> **PROVIDED TEXT**:
(begin)
The tradition of serving meals on plantain leaves endures in South India, especially at formal events.

Rice is the staple diet, with fish being an integral component of coastal South Indian meals. Coconut is an important ingredient in Kerala and coastal part of Karnataka of South India, whereas the cuisine in Andhra Pradesh is characterized by the delicious pickles, spicy aromatic curries and the generous use of chili powder. Dosa, Idli, Uttapam etc. are popular throughout the region. Coastal areas like the state of Kerala and the city of Mangalore are known for their seafood. South Indian coffee is generally quite robust, and coffee is a preferred drink throughout the Malabar region.Tamil Nadu is well known for its idli,dosai,pongal,sambhar,vadai, puri,which is the common breakfast in Tamil families.

Music

Main article: Carnatic music

There is a variety of music. It ranges from rural folk music to the sophisticated Indian Classical Music of South India is known as Carnatic music (after Carnatic, the name by which south India was known in the earlier colonial days. Sarang Dev coined south Indian classical music as karnatic Music). It includes melodious, mostly devotional, rhythmic and structured music by composers such as Purandara Dasa, Kanaka Dasaru, Tyagaraja, Dikshathar, Shyama Sasthri, and Swati Tirunal. It is difficult to discuss the culture and music of the four states of South India in a single breath. In Tamil Nadu, there is Tamil Pann, which is sung by Oduvars in Temples. They sing the works of famous Tamil Poets like Sambandar, etc. in various panns (another word for raagas).

Hindu Temple Music

The main instrument that is used in south Indian Hindu temples is the nadaswaram. It is said to have been created when the very first temple was established in South India. The nadaswaram and the thavil were played together in South Indian temples to create a periya melam ensemble. Because of its harsh tone, periya melam is not favored by many Europeans, but to South India, it is a sound of pride and majesty. For many temple traditions, periya melam is necessary for worshippers to feel a spiritual presence. Periya melam is used to play for daily rituals inside the temples and annual rituals outside and around temples.[27]

Dance

Ancient Sanskrit drama tradition Koodiyattam. Nātyāchārya Padma Shri Māni Mādhava Chākyār as Ravana

The South Indian culture is celebrated in the elaborate dance forms of South India - Koodiyattam, Bharatanatyam, Oyilattam, Karakattam, Kuchipudi, Kathakali, Thirayattam, Theyyam, Bhuta Kola, Ottamthullal, Oppana, Kerala Natanam, Mohiniaattam and Yakshagana. The Bharatanatyam is the celebration of the eternal universe through the celebration of the beauty of the body.[1][2][3][4][5] This is done through its tenets of having a perfectly erect posture, a straight and pout curving stomach, a well rounded and proportionate body mass- to the body structure, very long hair and curvaceous hips.[1][2][4] These tenets bring to life the philosophy of Natyashastra, ‘Angikam bhuvanam yasya’ (The body is your world).[1][2][4] This is elaborated in the araimandi posture, wherein the performer assumes a half sitting position with the knees turned sideways, with a very erect posture. In this fundamental posture of the Bharatanatyam dance, the distance between the head and the navel becomes equal to that between the earth and the navel. In a similar way the distance between the outstretched right arm to the outstretched left arm becomes equal to the distance between the head and the feet, thus representing the "Natyapurusha", the embodiment of life and creation.[1][2][4]

Architecture and paintings

The ruins at Hampi attest to the richness of Vijayanagara architecture.
(end)
> **EXERCISE GOAL**: Reproduce the South Indian culture passage word for word, starting with "Rice is the" and going on through "in Tamil families.".

(Rows from a collection)
(begin)
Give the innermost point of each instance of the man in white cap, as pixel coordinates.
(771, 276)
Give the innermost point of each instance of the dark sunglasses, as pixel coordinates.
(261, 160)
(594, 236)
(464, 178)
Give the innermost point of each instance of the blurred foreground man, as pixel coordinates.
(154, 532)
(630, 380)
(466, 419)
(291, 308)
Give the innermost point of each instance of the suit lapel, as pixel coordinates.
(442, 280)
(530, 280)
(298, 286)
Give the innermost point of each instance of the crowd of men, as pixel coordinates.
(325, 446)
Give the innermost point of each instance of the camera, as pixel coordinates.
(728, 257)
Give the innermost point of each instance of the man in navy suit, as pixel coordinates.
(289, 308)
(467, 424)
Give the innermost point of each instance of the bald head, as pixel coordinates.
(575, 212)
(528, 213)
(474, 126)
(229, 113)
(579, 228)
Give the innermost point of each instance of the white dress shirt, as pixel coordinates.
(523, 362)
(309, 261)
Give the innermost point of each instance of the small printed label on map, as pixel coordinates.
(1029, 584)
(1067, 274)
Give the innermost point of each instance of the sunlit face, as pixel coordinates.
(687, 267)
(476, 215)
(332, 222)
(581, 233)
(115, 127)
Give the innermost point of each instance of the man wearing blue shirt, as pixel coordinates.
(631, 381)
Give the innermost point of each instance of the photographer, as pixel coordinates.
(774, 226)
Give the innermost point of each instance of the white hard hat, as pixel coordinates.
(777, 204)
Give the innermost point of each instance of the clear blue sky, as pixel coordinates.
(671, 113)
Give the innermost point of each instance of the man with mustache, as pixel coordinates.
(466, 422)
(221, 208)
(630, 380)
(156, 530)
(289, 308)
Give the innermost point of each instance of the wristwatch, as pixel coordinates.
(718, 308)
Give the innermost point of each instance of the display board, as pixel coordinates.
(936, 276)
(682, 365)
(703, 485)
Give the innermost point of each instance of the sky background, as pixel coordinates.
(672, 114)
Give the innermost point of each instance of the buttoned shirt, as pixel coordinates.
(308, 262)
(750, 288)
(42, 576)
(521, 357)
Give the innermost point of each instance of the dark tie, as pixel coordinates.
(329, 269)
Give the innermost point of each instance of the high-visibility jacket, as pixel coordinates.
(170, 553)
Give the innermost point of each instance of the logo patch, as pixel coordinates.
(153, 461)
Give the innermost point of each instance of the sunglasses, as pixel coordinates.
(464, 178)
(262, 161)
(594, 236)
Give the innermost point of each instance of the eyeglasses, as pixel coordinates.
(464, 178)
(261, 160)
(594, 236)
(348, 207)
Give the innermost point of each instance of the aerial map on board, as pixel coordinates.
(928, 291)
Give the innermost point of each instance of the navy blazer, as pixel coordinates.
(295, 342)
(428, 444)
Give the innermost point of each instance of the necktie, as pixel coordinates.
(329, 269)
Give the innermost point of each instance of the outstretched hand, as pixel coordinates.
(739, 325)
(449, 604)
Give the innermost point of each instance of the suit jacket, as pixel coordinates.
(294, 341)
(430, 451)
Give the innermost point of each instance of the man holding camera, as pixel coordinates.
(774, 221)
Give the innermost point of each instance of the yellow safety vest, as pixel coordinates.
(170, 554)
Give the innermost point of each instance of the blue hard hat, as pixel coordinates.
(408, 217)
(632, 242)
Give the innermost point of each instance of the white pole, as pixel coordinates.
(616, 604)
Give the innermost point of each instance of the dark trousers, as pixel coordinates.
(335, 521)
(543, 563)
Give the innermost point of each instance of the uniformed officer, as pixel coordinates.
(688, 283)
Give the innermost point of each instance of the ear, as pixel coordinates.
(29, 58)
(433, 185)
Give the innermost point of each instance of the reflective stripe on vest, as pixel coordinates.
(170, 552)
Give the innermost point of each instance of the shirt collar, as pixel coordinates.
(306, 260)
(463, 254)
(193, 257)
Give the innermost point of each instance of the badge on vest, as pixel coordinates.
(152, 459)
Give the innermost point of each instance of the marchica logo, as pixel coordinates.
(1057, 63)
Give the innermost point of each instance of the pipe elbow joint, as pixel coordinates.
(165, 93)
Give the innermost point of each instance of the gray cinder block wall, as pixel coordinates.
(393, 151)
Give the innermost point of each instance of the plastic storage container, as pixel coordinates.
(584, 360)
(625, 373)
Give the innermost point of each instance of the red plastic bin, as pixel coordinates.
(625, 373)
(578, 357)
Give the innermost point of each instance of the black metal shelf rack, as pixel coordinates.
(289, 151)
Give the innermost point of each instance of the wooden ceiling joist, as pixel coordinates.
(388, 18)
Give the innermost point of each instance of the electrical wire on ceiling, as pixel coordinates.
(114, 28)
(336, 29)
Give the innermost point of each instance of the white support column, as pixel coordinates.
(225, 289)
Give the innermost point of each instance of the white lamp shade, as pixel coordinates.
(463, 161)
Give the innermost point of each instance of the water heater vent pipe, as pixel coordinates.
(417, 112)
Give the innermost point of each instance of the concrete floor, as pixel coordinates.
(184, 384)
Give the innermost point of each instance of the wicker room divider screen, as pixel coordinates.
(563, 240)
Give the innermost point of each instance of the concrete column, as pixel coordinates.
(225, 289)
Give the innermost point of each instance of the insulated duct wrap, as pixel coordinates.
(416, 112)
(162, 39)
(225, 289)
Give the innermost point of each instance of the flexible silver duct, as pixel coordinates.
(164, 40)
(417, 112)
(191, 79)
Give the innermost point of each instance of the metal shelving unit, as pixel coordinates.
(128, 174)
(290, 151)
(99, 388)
(end)
> **SOLVED EXERCISE**:
Rice is the staple diet, with fish being an integral component of coastal South Indian meals. Coconut is an important ingredient in Kerala and coastal part of Karnataka of South India, whereas the cuisine in Andhra Pradesh is characterized by the delicious pickles, spicy aromatic curries and the generous use of chili powder. Dosa, Idli, Uttapam etc. are popular throughout the region. Coastal areas like the state of Kerala and the city of Mangalore are known for their seafood. South Indian coffee is generally quite robust, and coffee is a preferred drink throughout the Malabar region.Tamil Nadu is well known for its idli,dosai,pongal,sambhar,vadai, puri,which is the common breakfast in Tamil families.